■ **Task objective**
Look below for the line containing "shoulder with a single point per instance."; write out that line and each one after it to the end, exactly, and nothing else.

■ **Material supplied**
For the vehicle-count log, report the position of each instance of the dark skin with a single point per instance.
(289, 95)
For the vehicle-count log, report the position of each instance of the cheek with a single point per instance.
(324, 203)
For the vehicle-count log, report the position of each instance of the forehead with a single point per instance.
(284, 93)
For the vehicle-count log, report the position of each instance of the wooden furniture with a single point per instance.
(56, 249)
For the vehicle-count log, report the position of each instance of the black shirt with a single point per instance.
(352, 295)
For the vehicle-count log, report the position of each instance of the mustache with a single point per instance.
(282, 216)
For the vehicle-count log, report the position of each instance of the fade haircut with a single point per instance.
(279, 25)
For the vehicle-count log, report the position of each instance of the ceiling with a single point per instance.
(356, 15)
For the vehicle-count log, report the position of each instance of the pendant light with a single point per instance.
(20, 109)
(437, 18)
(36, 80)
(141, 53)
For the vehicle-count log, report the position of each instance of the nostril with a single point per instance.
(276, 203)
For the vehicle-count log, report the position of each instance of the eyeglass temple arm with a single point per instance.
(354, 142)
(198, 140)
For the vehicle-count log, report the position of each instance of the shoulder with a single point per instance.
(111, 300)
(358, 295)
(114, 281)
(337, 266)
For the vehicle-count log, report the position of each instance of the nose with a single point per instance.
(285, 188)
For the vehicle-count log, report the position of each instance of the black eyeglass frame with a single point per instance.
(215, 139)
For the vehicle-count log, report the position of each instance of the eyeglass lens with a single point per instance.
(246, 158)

■ **Worked solution**
For the vehicle-count log, report the position of each instance of the shoulder with a single point per instance.
(111, 300)
(358, 295)
(114, 281)
(337, 266)
For the vehicle-count log, report the position of each instance of the nose with a single point per instance.
(285, 188)
For the vehicle-count log, report the position of each instance of the black eyeglass frame with a single point per instance.
(215, 139)
For the vehicle-count log, report the position of each instance of the eyeglass lens with a single point per instance.
(246, 158)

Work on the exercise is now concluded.